Reproduce word for word the stretch of the records from the line containing "Give the segmentation of every instance of the narrow" through the line containing "M 234 163 L", including both of those lines.

Stored rows start

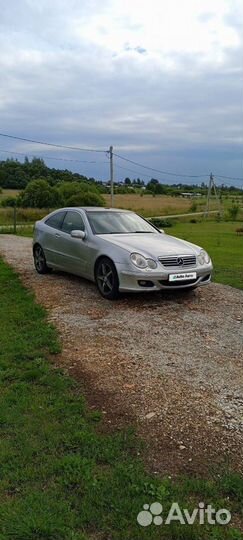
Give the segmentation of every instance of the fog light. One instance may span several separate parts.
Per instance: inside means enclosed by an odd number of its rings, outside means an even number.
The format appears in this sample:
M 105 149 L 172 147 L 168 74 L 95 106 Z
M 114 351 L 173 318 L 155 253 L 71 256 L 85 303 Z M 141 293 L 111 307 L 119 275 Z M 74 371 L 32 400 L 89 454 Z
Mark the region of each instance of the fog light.
M 154 287 L 154 283 L 152 281 L 147 281 L 146 279 L 140 279 L 138 284 L 140 287 Z

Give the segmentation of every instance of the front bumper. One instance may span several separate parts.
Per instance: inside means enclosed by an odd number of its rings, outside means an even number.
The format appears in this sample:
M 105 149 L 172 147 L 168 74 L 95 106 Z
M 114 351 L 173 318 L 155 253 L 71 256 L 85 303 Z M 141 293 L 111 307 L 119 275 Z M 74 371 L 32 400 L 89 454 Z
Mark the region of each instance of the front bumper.
M 189 289 L 194 287 L 200 287 L 207 285 L 211 282 L 212 264 L 205 266 L 186 268 L 186 270 L 180 268 L 161 269 L 156 270 L 136 270 L 133 271 L 127 266 L 117 264 L 117 272 L 119 278 L 119 290 L 121 292 L 142 292 L 142 291 L 159 291 L 165 290 L 180 290 Z M 196 272 L 196 279 L 171 282 L 169 281 L 169 274 Z

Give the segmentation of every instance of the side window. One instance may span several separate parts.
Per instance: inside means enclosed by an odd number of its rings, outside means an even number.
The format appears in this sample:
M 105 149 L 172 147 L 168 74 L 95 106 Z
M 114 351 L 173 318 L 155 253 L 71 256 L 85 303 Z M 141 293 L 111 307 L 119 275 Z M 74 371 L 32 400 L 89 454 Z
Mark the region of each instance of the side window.
M 54 216 L 46 219 L 45 224 L 49 225 L 49 227 L 53 227 L 54 229 L 61 229 L 65 214 L 66 212 L 57 212 L 54 214 Z
M 69 233 L 71 231 L 84 231 L 84 222 L 78 212 L 72 212 L 71 210 L 66 213 L 63 220 L 62 231 Z

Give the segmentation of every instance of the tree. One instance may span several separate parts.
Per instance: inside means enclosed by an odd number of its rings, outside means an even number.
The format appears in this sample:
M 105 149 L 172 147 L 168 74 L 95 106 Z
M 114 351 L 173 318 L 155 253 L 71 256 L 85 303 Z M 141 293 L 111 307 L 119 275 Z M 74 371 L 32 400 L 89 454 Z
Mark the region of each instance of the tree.
M 61 198 L 58 190 L 46 180 L 32 180 L 19 196 L 19 204 L 25 208 L 56 208 Z
M 71 195 L 67 200 L 67 206 L 104 206 L 105 201 L 99 193 L 92 191 L 79 192 Z

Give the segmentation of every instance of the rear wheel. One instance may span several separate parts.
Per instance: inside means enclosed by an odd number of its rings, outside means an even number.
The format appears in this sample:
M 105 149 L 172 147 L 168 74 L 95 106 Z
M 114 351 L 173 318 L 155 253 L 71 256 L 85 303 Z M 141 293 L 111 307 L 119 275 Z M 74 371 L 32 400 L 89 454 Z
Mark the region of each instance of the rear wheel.
M 46 264 L 45 253 L 40 245 L 34 247 L 34 264 L 38 274 L 51 272 L 51 268 Z
M 119 295 L 119 280 L 116 267 L 111 259 L 102 257 L 95 269 L 95 281 L 100 294 L 108 300 L 114 300 Z

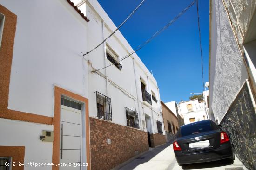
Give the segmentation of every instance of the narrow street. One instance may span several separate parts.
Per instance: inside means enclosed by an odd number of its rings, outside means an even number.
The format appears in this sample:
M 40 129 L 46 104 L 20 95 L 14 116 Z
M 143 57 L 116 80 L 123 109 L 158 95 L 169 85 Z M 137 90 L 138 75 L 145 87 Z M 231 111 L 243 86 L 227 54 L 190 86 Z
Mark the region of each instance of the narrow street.
M 234 163 L 225 160 L 180 166 L 173 151 L 172 144 L 166 144 L 156 148 L 134 160 L 119 170 L 247 170 L 236 157 Z

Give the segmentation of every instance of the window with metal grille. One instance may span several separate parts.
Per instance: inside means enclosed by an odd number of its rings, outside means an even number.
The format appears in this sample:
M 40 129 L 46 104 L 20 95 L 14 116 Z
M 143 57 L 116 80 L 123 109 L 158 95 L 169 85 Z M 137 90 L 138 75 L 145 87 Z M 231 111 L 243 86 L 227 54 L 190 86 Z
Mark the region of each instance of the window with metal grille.
M 81 104 L 62 97 L 61 104 L 62 105 L 64 105 L 66 106 L 67 106 L 68 107 L 72 107 L 76 109 L 82 110 Z
M 169 132 L 171 132 L 172 126 L 171 125 L 171 124 L 170 123 L 170 122 L 169 122 L 168 121 L 167 122 L 167 124 L 168 125 L 168 130 L 169 131 Z
M 159 121 L 156 121 L 157 126 L 157 132 L 159 133 L 162 133 L 162 123 Z
M 107 58 L 115 65 L 117 69 L 122 70 L 122 65 L 118 62 L 119 56 L 107 44 L 106 45 L 106 52 Z
M 97 117 L 104 120 L 112 120 L 111 99 L 95 92 L 97 100 Z
M 154 101 L 156 103 L 157 103 L 157 99 L 156 99 L 156 97 L 155 97 L 155 94 L 152 91 L 151 93 L 152 94 L 152 100 Z
M 137 129 L 140 128 L 138 113 L 127 107 L 125 108 L 127 126 Z

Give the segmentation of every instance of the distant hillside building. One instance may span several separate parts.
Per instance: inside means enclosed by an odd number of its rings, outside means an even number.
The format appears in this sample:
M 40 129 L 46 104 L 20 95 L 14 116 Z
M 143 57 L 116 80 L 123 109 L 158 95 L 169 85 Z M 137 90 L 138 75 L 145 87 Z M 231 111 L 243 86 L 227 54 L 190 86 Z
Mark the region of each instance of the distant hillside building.
M 207 119 L 204 101 L 198 99 L 179 103 L 179 114 L 183 117 L 185 124 Z

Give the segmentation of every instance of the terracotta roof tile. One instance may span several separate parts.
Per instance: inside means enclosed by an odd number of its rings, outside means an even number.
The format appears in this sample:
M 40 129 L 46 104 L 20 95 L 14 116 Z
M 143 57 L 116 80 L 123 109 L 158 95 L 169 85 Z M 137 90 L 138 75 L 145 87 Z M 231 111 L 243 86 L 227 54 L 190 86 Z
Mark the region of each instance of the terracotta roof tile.
M 81 12 L 81 11 L 80 11 L 80 9 L 78 9 L 77 6 L 76 6 L 75 5 L 74 5 L 74 3 L 73 2 L 72 2 L 70 0 L 67 0 L 67 2 L 68 2 L 68 3 L 69 3 L 69 4 L 70 4 L 71 5 L 71 6 L 72 6 L 73 7 L 73 8 L 74 8 L 74 9 L 75 9 L 75 10 L 76 11 L 77 11 L 77 12 L 80 14 L 80 15 L 81 15 L 81 16 L 86 21 L 87 21 L 87 22 L 90 21 L 90 20 L 89 19 L 88 19 L 87 17 L 86 17 L 85 16 L 84 16 L 84 14 Z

Stored rows end

_Written answer_:
Give the segmentation of every instance of the narrow street. One instance may span several separate parts.
Per instance: inside means enclosed by an odd number of its rings, outside means an even number.
The format appears in this sample:
M 40 129 L 46 104 L 20 95 L 14 116 Z
M 143 57 L 116 80 L 123 109 L 158 95 L 169 85 Z M 137 90 L 138 75 L 145 87 Z M 231 111 L 243 86 L 227 54 L 190 86 Z
Mark the region of each instance of the narrow street.
M 234 163 L 225 160 L 180 166 L 173 151 L 172 144 L 166 144 L 156 148 L 134 160 L 119 170 L 247 170 L 236 157 Z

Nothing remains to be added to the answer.